TASK STATEMENT
Copy every line below precisely as it appears.

INPUT
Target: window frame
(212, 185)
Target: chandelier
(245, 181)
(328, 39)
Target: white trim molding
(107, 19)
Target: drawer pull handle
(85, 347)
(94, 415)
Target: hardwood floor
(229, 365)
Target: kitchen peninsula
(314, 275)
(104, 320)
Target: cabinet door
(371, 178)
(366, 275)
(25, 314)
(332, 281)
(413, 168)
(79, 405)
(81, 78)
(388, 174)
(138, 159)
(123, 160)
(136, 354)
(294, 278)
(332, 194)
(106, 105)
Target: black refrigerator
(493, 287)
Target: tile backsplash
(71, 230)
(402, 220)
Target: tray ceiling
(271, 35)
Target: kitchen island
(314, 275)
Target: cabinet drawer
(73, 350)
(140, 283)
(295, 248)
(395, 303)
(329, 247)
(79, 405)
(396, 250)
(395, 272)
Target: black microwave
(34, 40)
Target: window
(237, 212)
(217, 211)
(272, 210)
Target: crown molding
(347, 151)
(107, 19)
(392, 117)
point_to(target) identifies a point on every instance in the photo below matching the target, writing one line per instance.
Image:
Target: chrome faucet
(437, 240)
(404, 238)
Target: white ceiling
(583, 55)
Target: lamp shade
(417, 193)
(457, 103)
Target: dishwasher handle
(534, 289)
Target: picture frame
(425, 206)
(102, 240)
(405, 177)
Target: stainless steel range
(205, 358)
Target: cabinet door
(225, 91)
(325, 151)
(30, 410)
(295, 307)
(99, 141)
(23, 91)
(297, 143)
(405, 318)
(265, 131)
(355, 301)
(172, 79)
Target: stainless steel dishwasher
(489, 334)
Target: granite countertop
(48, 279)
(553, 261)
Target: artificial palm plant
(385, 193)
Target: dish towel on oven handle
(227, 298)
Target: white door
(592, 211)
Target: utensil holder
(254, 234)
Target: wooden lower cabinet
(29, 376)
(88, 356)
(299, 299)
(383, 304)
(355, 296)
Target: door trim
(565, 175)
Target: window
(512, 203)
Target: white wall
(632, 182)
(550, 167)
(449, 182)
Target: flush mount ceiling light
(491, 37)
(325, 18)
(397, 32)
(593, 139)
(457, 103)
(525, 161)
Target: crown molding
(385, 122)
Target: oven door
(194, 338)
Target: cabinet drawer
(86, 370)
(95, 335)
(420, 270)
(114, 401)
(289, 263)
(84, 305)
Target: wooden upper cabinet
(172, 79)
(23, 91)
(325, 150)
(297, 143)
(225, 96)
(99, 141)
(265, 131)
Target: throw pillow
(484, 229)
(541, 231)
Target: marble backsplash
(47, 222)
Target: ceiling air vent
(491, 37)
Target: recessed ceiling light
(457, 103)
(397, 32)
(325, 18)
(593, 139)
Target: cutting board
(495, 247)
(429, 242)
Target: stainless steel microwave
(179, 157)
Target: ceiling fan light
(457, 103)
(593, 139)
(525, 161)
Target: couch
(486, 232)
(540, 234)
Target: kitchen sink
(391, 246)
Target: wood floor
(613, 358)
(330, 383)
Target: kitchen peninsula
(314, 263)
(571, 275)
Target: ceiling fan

WRITTEN RESPONSE
Target: window frame
(212, 185)
Target: chandelier
(245, 181)
(328, 39)
Target: white trim molding
(107, 19)
Target: drawer pull handle
(85, 347)
(94, 415)
Target: hardwood floor
(229, 365)
Target: kitchen peninsula
(314, 275)
(104, 320)
Target: cabinet door
(371, 178)
(366, 275)
(25, 314)
(332, 281)
(413, 168)
(79, 405)
(81, 78)
(388, 174)
(138, 159)
(123, 160)
(136, 354)
(294, 278)
(332, 194)
(106, 105)
Target: black refrigerator
(493, 287)
Target: tile backsplash
(71, 230)
(402, 220)
Target: tray ceiling
(271, 35)
Target: kitchen island
(314, 275)
Target: cabinet drawer
(73, 350)
(140, 283)
(295, 248)
(395, 303)
(329, 247)
(79, 405)
(396, 250)
(395, 272)
Target: black microwave
(34, 40)
Target: window
(237, 212)
(217, 211)
(272, 210)
Target: crown molding
(347, 151)
(107, 19)
(392, 117)
point_to(target) identifies a point on every instance in the photo below matching the target, writing one line per instance.
Image:
Target: chrome faucet
(437, 240)
(404, 238)
Target: white ceiling
(583, 55)
Target: lamp shade
(417, 193)
(457, 103)
Target: dishwasher handle
(534, 289)
Target: picture frame
(425, 206)
(102, 240)
(405, 177)
Target: stainless steel range
(205, 358)
Target: cabinet door
(225, 91)
(325, 151)
(30, 410)
(295, 307)
(99, 141)
(23, 91)
(297, 143)
(405, 318)
(265, 131)
(355, 301)
(172, 79)
Target: stainless steel dishwasher
(489, 334)
Target: granite countertop
(48, 279)
(553, 261)
Target: artificial palm plant
(385, 193)
Target: dish towel on oven handle
(227, 298)
Target: white door
(592, 211)
Target: utensil holder
(254, 234)
Target: wooden lower cabinet
(29, 376)
(88, 356)
(299, 299)
(383, 304)
(355, 296)
Target: door trim
(565, 175)
Target: window
(512, 203)
Target: white wall
(632, 182)
(550, 167)
(449, 182)
Target: flush mount ceiling light
(491, 37)
(325, 18)
(397, 32)
(593, 139)
(457, 103)
(525, 161)
Target: crown molding
(385, 122)
Target: oven door
(194, 338)
Target: cabinet drawer
(86, 370)
(95, 335)
(420, 270)
(114, 401)
(289, 263)
(84, 305)
Target: wooden upper cabinet
(172, 79)
(23, 91)
(325, 150)
(297, 143)
(225, 96)
(99, 141)
(265, 131)
Target: throw pillow
(484, 229)
(541, 231)
Target: marble backsplash
(47, 222)
Target: ceiling air vent
(491, 37)
Target: recessed ceiling light
(457, 103)
(397, 32)
(325, 18)
(593, 139)
Target: cutting board
(495, 247)
(429, 242)
Target: stainless steel microwave
(179, 157)
Target: ceiling fan light
(457, 103)
(593, 139)
(525, 161)
Target: couch
(486, 232)
(540, 234)
Target: kitchen sink
(391, 246)
Target: wood floor
(613, 358)
(330, 383)
Target: kitchen peninsula
(314, 263)
(571, 275)
Target: ceiling fan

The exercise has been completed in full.